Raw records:
────────

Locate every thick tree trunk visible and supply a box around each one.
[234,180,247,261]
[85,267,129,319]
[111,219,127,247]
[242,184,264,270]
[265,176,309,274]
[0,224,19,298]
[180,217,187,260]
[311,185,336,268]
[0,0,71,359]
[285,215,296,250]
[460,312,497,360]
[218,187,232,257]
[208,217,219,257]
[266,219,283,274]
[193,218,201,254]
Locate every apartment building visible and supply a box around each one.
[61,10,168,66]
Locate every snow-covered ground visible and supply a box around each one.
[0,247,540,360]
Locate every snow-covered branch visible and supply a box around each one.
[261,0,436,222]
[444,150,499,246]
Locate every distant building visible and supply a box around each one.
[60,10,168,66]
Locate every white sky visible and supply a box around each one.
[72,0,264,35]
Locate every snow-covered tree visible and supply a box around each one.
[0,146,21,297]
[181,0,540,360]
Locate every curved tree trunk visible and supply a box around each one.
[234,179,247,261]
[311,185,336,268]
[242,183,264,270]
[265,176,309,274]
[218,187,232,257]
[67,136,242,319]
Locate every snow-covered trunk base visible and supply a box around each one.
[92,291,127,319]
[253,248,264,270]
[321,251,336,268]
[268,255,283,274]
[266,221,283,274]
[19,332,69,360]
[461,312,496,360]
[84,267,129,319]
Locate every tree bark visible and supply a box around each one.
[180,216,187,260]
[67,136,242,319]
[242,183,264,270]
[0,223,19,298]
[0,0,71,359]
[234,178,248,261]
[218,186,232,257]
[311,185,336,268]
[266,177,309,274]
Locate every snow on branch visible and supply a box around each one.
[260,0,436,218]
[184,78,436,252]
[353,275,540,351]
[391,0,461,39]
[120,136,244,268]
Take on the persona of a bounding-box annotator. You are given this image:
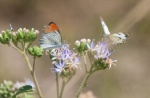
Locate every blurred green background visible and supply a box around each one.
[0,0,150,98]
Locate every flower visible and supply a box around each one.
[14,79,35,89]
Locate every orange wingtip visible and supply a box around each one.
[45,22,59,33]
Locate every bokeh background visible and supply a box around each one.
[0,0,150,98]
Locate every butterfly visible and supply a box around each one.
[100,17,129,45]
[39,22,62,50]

────────

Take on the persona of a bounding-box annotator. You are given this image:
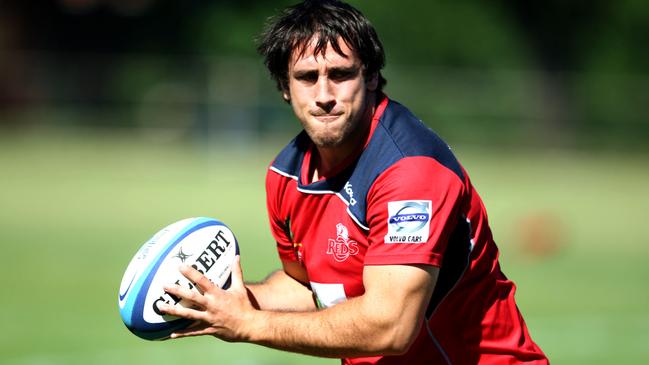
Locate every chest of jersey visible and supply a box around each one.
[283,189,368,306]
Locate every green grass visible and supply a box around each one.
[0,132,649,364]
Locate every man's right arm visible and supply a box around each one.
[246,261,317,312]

────────

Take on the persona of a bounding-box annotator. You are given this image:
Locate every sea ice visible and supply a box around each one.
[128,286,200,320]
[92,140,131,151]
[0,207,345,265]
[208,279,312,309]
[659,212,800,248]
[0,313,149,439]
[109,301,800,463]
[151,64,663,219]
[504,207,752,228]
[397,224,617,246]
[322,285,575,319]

────────

Reproduce the items from the line containing "Locate every thick" up to and including the line containing "[60,10,168,66]", swapping "snow-covered" for "snowy" and leaving everything else unchanged.

Locate every thick tree trunk visible and supply a box around each one.
[234,180,247,261]
[85,267,129,319]
[111,219,127,247]
[242,184,264,270]
[265,176,309,274]
[0,224,19,298]
[180,217,187,260]
[311,185,336,268]
[0,0,71,359]
[285,215,296,250]
[460,312,497,360]
[218,187,232,257]
[208,217,219,257]
[266,219,283,274]
[193,218,201,254]
Locate every apartment building visible and supply a box around each one.
[61,10,168,66]
Locate every snowy ground visible and supply a box around each one.
[0,247,540,360]
Locate every snowy branch visible and supply a box around each one.
[261,0,436,222]
[444,150,499,246]
Locate every distant building visible and supply a box around each one.
[60,10,168,66]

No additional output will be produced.